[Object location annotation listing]
----

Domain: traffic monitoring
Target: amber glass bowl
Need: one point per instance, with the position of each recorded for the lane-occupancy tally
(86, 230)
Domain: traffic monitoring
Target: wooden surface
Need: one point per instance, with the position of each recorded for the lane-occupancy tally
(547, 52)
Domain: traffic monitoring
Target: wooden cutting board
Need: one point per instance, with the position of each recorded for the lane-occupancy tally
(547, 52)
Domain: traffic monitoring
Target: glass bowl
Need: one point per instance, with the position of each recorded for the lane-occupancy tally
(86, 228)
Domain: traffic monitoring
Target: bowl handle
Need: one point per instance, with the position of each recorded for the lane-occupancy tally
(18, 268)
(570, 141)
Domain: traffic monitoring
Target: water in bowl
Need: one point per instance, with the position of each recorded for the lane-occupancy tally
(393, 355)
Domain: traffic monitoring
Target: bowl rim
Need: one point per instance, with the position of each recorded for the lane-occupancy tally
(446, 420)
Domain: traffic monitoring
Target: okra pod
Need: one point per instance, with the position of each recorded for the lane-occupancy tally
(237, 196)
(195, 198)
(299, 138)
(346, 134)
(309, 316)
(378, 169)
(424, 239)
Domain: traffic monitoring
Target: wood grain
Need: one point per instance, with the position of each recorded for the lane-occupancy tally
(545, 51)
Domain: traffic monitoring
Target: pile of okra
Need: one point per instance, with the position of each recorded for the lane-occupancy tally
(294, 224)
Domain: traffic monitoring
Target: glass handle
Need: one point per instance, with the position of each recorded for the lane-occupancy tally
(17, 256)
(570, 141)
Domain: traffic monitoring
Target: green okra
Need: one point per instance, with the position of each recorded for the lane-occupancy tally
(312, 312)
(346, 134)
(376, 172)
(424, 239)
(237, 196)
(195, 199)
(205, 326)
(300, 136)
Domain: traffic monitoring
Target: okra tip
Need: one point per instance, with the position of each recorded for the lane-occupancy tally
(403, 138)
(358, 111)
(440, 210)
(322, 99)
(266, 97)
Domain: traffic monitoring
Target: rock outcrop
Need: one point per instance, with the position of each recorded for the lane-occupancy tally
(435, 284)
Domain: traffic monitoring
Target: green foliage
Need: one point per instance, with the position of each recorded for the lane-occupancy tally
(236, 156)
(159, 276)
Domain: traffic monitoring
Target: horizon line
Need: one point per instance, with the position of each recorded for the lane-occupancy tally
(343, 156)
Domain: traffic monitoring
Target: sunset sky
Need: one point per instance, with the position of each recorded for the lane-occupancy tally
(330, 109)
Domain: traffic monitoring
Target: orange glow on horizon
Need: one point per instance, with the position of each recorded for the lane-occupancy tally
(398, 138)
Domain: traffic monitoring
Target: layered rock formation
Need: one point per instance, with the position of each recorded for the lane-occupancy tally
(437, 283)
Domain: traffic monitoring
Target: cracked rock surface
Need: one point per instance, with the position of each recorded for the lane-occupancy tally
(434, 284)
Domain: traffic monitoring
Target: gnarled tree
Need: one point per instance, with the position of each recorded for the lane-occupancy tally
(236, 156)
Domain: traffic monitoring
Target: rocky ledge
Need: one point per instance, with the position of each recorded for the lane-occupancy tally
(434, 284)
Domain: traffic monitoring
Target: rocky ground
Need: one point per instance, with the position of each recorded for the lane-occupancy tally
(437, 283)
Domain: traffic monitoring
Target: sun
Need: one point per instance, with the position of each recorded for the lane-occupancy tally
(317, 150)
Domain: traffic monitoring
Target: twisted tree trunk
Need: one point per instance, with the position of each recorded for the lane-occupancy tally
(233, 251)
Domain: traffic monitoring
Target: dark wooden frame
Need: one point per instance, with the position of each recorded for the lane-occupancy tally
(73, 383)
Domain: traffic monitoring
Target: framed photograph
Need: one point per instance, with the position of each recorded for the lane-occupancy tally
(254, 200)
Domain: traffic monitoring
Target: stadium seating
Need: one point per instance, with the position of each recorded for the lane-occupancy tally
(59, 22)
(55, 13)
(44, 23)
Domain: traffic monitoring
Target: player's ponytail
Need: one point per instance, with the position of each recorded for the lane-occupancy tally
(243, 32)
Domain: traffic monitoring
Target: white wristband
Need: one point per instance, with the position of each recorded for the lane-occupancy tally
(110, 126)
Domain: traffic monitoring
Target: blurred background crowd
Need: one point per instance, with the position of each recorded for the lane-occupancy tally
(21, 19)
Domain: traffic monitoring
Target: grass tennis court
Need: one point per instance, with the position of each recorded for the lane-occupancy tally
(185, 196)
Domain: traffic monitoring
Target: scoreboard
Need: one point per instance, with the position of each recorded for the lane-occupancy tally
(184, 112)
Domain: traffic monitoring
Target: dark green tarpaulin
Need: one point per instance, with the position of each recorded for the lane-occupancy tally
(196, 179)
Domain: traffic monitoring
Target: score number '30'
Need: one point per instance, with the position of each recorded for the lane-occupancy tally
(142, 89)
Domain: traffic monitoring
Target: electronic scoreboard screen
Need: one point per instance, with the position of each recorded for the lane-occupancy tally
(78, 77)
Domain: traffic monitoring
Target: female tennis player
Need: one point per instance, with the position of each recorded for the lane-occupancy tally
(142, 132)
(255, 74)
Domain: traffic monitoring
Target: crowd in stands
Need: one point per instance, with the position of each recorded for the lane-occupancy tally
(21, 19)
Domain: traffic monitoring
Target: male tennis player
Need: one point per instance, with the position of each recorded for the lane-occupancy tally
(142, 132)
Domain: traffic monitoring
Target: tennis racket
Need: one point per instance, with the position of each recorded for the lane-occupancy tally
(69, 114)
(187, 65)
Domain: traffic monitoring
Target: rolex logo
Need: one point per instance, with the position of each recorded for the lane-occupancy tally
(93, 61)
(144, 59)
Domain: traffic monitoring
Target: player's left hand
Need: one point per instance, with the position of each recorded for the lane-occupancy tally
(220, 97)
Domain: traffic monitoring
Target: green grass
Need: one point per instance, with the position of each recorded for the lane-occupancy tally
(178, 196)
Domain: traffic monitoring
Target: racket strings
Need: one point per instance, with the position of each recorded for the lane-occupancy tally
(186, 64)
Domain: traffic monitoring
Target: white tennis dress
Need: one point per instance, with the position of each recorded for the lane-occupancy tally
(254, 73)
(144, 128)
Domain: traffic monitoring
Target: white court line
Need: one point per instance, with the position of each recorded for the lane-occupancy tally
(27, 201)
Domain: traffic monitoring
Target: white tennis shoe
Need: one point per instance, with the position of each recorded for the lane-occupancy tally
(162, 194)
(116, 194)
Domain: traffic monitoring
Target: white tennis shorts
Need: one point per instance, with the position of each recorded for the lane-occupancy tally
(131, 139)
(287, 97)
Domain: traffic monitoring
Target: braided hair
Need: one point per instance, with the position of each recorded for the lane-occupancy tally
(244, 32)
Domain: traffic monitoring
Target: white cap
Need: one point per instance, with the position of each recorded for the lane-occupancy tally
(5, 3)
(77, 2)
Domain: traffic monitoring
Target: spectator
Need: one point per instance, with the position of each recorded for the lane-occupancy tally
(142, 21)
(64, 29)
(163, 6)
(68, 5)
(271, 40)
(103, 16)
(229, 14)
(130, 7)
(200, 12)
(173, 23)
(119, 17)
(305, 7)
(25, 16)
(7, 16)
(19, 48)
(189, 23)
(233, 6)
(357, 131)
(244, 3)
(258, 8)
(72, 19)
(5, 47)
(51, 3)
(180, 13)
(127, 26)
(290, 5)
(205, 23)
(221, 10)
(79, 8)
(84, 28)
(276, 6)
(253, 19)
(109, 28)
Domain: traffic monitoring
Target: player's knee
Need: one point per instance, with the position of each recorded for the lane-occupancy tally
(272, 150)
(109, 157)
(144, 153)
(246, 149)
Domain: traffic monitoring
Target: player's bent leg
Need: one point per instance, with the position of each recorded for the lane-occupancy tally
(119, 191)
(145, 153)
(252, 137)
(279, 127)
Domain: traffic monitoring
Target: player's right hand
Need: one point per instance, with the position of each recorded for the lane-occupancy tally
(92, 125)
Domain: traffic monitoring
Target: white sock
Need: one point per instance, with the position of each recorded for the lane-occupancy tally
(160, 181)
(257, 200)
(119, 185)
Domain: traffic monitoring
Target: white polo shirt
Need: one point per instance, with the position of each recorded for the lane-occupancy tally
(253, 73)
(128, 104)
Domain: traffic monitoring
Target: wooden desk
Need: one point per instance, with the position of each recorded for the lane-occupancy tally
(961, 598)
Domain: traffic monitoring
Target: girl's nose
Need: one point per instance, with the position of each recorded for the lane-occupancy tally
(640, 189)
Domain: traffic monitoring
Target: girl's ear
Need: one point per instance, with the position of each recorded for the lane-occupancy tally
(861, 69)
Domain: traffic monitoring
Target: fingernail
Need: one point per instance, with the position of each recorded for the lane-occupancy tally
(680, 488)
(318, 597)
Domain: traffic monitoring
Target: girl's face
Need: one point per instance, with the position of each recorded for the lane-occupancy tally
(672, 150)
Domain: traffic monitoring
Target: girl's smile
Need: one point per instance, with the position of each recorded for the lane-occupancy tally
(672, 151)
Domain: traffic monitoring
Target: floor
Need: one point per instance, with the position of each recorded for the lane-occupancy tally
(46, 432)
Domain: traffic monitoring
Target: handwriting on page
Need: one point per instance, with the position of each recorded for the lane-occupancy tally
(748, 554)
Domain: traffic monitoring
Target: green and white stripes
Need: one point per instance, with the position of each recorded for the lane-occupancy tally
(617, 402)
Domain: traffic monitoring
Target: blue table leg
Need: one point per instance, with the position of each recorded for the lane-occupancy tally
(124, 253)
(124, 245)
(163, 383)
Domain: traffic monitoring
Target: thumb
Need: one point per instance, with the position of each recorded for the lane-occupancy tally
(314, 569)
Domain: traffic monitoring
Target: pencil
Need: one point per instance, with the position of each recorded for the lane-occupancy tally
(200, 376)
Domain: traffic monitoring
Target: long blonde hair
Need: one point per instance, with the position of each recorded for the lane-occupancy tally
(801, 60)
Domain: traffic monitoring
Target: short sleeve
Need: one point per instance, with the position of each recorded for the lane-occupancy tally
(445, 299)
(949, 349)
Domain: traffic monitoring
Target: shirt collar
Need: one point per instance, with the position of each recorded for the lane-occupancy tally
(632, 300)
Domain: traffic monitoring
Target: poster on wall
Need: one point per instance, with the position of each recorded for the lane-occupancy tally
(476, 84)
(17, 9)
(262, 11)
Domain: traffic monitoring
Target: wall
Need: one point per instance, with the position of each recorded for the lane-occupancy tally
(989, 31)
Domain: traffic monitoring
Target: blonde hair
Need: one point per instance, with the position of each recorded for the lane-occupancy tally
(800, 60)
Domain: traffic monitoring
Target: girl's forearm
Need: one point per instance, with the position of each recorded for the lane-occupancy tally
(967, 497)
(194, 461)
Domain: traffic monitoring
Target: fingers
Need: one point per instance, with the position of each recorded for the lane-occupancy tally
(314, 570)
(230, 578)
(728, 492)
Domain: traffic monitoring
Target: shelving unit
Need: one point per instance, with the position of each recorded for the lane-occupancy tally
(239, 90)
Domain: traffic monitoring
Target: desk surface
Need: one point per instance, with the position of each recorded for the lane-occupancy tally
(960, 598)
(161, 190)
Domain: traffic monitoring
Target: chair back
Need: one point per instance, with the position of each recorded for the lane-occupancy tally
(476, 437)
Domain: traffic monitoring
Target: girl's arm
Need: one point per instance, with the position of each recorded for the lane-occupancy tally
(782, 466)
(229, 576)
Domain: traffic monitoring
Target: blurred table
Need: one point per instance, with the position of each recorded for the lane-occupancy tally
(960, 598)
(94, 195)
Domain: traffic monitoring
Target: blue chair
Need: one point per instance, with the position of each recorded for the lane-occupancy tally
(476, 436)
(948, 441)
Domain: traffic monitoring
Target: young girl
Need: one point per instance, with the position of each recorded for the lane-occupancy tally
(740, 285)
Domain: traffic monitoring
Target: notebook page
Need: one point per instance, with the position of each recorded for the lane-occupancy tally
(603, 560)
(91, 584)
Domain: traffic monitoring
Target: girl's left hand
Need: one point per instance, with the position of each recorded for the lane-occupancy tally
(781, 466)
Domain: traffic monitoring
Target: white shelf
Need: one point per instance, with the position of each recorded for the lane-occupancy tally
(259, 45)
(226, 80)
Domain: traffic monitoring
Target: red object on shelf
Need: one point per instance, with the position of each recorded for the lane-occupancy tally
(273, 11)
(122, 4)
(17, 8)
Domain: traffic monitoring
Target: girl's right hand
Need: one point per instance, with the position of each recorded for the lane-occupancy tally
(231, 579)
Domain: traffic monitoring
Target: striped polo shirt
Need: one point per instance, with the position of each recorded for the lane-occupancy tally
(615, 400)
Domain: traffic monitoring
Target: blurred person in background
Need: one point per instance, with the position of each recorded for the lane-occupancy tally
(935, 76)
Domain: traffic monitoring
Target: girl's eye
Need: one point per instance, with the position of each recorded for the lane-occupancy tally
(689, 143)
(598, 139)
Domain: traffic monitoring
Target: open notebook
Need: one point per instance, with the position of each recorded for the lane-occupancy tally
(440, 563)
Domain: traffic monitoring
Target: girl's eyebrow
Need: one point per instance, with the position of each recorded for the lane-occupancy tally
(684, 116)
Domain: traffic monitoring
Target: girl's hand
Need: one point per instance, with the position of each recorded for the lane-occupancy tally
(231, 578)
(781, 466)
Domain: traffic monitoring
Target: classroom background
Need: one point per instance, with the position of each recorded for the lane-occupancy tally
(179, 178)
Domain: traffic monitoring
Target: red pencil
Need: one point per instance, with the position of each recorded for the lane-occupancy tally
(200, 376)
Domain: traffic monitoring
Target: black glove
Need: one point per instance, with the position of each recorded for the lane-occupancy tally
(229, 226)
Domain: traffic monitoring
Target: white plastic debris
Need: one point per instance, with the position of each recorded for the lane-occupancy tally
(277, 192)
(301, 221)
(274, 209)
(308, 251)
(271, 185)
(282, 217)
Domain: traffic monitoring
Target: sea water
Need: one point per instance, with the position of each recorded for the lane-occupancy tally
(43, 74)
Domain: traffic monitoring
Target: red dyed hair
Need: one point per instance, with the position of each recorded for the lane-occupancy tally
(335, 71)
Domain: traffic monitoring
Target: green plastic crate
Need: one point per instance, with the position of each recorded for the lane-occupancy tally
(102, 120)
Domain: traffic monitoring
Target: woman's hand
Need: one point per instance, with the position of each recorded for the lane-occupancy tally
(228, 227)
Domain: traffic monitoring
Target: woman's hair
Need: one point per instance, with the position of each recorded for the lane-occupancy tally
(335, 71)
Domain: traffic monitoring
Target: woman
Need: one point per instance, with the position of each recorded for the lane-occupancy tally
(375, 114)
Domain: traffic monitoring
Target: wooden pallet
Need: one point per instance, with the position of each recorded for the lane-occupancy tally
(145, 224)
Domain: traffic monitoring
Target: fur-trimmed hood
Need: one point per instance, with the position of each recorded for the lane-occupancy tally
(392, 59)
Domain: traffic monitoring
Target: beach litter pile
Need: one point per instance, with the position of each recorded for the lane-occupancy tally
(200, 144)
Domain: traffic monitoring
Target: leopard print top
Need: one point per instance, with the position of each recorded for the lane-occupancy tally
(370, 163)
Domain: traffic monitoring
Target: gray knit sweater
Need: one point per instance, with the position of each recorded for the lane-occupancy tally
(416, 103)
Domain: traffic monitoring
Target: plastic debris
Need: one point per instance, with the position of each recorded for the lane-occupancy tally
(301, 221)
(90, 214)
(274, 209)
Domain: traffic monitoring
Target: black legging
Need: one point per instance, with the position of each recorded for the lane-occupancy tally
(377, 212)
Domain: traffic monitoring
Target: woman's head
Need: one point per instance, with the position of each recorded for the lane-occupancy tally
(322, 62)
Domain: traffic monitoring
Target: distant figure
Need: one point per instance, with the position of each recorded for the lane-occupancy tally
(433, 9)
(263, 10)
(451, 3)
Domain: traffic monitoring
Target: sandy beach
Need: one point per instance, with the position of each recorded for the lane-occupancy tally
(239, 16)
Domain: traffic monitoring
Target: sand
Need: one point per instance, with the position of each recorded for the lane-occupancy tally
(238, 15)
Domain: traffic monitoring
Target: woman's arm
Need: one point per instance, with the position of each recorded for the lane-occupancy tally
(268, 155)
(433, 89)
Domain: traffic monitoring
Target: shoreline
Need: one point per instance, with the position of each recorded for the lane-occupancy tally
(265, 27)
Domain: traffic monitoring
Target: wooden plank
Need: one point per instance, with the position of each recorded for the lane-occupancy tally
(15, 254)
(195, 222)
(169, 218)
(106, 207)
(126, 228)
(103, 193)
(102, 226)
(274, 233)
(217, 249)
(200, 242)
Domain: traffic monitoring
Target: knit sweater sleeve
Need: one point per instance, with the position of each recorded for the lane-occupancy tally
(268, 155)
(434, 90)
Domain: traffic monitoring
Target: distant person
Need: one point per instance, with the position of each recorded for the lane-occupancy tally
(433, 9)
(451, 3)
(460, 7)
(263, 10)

----

WRITTEN PROBLEM | How many lines in the listing above contain the string "blurred"? Reply with the number alone.

EXERCISE RESULT | 3